* [Task item]: In your copy, repeat each record exactly and include no pictures.

[Image point grounding data]
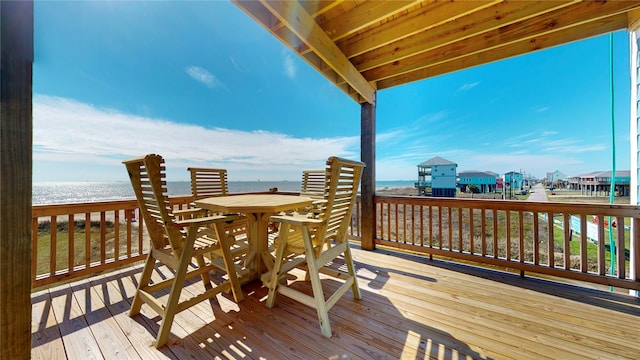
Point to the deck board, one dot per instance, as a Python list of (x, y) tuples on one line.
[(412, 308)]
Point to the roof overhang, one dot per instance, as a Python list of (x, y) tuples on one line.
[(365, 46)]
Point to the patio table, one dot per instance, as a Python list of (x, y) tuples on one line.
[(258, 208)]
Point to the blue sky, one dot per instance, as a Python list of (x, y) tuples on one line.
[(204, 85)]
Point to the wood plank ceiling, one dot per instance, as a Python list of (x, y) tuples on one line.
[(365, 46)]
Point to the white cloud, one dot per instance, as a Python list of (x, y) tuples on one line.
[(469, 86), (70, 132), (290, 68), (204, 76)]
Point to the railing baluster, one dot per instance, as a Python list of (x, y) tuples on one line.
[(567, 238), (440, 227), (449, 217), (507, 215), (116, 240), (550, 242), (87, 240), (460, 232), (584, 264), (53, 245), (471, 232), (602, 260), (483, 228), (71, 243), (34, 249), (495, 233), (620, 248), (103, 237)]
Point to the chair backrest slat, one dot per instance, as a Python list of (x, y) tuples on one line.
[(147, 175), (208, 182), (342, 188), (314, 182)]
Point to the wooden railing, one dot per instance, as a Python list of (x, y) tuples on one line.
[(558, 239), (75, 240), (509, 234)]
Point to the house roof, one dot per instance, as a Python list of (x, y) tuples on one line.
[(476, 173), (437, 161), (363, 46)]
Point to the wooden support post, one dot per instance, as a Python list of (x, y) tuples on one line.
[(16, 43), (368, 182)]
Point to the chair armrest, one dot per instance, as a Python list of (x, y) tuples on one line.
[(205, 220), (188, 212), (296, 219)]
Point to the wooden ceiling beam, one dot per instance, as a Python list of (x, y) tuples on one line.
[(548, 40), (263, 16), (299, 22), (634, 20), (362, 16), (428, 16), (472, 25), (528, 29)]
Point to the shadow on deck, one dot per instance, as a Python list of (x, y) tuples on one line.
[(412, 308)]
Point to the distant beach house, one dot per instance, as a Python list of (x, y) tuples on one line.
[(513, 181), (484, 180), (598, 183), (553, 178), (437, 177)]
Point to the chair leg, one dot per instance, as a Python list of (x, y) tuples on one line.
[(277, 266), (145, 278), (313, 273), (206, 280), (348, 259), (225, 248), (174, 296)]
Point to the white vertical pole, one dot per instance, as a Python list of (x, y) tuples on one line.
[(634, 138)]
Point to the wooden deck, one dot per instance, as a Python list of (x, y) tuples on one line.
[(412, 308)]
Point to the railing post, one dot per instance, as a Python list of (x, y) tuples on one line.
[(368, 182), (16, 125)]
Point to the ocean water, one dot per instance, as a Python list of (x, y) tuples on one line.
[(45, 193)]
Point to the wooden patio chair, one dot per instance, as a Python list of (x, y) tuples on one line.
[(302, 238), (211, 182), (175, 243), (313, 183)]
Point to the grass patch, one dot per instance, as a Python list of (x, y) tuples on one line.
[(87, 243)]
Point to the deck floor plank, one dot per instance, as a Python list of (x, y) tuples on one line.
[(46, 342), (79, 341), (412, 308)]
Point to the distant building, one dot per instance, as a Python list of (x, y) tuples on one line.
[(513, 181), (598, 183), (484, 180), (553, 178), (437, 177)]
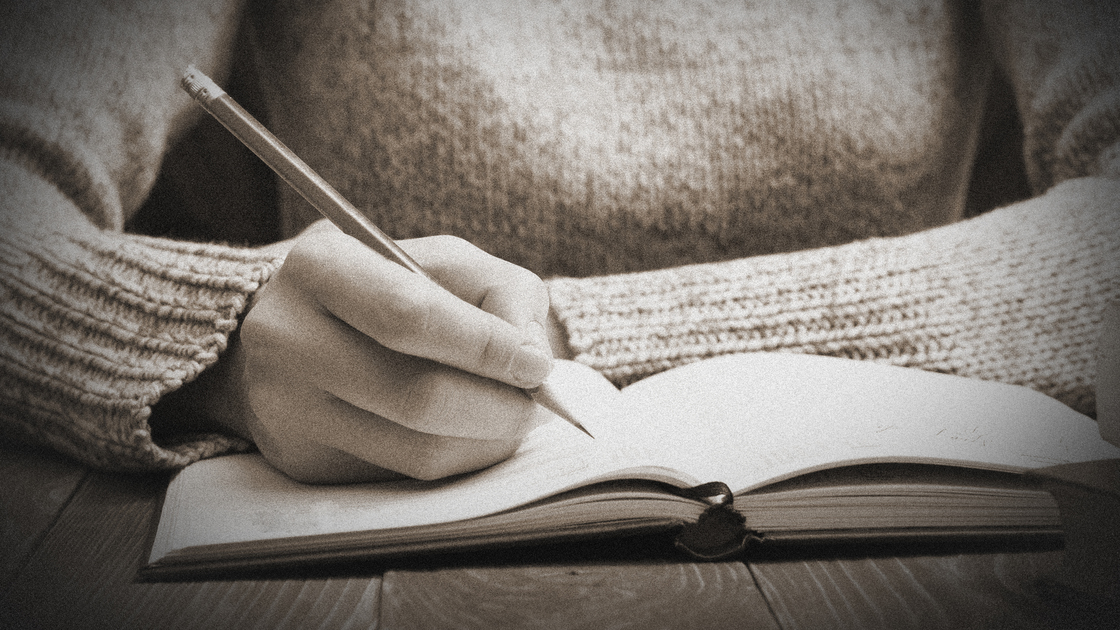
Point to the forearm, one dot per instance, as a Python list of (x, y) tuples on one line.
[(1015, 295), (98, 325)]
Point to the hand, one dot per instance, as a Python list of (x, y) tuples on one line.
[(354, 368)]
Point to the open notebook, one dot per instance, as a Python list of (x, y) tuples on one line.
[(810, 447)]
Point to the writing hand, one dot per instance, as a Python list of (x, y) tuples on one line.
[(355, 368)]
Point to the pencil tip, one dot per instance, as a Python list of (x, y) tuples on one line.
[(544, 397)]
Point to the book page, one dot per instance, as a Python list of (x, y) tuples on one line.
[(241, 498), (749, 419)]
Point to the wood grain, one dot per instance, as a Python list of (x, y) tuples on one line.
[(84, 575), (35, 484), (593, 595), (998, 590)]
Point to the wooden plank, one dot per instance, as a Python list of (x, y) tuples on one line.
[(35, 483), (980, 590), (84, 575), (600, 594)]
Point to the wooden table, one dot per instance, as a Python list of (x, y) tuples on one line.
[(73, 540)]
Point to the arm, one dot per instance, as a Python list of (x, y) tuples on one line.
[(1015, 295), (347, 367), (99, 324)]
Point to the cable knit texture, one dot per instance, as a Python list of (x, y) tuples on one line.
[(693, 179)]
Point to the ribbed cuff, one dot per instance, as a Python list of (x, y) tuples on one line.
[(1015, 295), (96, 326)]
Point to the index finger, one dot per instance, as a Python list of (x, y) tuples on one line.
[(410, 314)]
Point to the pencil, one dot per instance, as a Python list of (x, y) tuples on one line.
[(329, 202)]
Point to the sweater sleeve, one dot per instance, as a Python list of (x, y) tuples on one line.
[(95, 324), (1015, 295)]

* [Your response]:
Point to the deck board, one dot per instance, as a Python list of (x, y) tuples on one line.
[(412, 308)]
Point to the roof overhang, one dot per instance, as a Python list of (x, y) tuples on one line.
[(365, 46)]
Point to the patio table, one dot per instance, as a Python list of (x, y) tuples on one line.
[(258, 208)]
Point to the blue sky, one dot per instance, as a Python list of (x, y) tuples on one line.
[(204, 85)]
Point to the wood plank ceiling, one dot per instance, as a Python list of (x, y) tuples on one line.
[(365, 46)]
Point to the white cloud, one dot per instance, as a Python list of (x, y) tuples on one line.
[(469, 86), (70, 132), (290, 68), (204, 76)]
Point to the railing baluster, one dot per instance, as a Python list of (x, y) tuples on one line.
[(567, 238), (440, 227), (449, 217), (507, 215), (116, 240), (550, 242), (87, 240), (460, 232), (584, 264), (53, 245), (471, 232), (602, 260), (483, 228), (71, 243), (34, 249), (495, 233), (620, 248), (103, 237)]
Point to the chair backrest slat, one dot per instance, as a Python list of (x, y) tuples on one line.
[(147, 175), (208, 182), (342, 188), (314, 182)]
Point to the wooden railing, one dot per instance, as a Python list of (x, y) tuples on one line.
[(558, 239), (75, 240), (509, 234)]
Point to the house roof, one dot per instance, as a Python list of (x, y) tuples on one line.
[(476, 173), (437, 161), (363, 46)]
Point to the wooden support post, one dot per instance, as a Python list of (x, y) tuples on one line.
[(16, 43), (368, 182)]
Point to the chair armrest, one dot per instance, as a Python list of (x, y) tuples on one line.
[(205, 220), (188, 212), (296, 219)]
Point to the wooden ceiling beam, one dot per instance, as a Python list of (x, y) tuples on one line.
[(548, 40), (263, 16), (299, 22), (634, 20), (362, 16), (428, 16), (472, 25), (528, 29)]
Point to the shadow on deck, one dot per instance, as a Python list of (x, y) tuples on one line.
[(412, 308)]
Point to the distant beach house, one dot per instance, as a Python list of (x, y) tuples on one line.
[(513, 181), (484, 180), (598, 183), (553, 178), (437, 177)]
Point to the chair leg, one dot per instance, as a Python list of (x, y) tuples on one line.
[(277, 266), (145, 278), (313, 273), (206, 280), (348, 259), (225, 248), (174, 296)]
Point to the white vertical pole, one dot per instance, as a Python list of (x, y) tuples on one line.
[(634, 138)]
Point to the wooden deck, one dot per instance, as a Python list of (x, y) tuples on one line.
[(412, 308)]
Point to the railing post, one dot per instance, as a Python list of (x, y) tuples on one line.
[(368, 182), (16, 125)]
Point to the ocean water, one dot per instance, as a Python list of (x, y) tuples on one line.
[(45, 193)]
Point to the wooden patio chair, one dot per instance, as a Python list of (x, y) tuples on one line.
[(302, 238), (211, 182), (175, 243), (313, 183)]
Point to the grass patch, one dot per instance, as a Python list of (x, y) tuples on one line.
[(87, 243)]
Point to the deck floor plank, one dot per instance, as a Python list of (x, y) tuples on one line.
[(46, 342), (79, 341), (412, 308)]
Point to the distant building, one dot per instance, as a Python list of (x, y) tuples on one line.
[(513, 181), (598, 183), (484, 180), (553, 178), (437, 177)]
Point to the forearm, one dot per instance, as a Python list of (x, y) tuples on one line.
[(1015, 295), (98, 325)]
Point to the hand, one dot per instance, as a Python list of (x, y) tuples on one line.
[(354, 368)]
Point to the open notebook, one dot per instance, as a Python list of (x, y) tuples on one line.
[(810, 447)]
Point to the writing hand, one dot per instance, as a Python list of (x, y) tuples on one line.
[(355, 368)]
Point to the pencil tip, one dot per instance, as a Python list of (x, y) tuples on one line.
[(544, 397)]
Point to the book page, one dot per instance, as a Python list of (x, y) tuples on one line.
[(241, 498), (749, 419)]
Point to the wood grain, one dot per instance, as a Python list of (x, y) tuples on one line.
[(84, 575), (35, 484), (593, 595), (998, 590)]
Point to the wooden plank, one dot per instance, as a Python list of (x, y) tuples on one line.
[(35, 483), (980, 590), (84, 575), (600, 594)]
Point to the wooden table, one dot per instance, as a Python list of (x, y) tuples on one line.
[(73, 540)]
Point to the arm, one dot per instance, as a Python list of (x, y) tuples on one line.
[(1015, 295), (347, 367), (99, 324)]
Point to the cable knit texture, one dot per instance, as a Python list of (x, y) tuples on one line.
[(693, 179)]
Point to the ribbed cuff, one dot per instance, as a Python list of (x, y) tuples on one line.
[(1015, 295), (96, 326)]
Point to the index finger, one dot per instance, as a Python list of (x, y) tuples on one line.
[(410, 314)]
Point to the pencil, one dot per instance, as a Python list of (x, y) tuples on one line.
[(329, 202)]
Point to the sweater sleeve, one dot per instance, as a Python list of (x, y) tuples on one line.
[(95, 324), (1015, 295)]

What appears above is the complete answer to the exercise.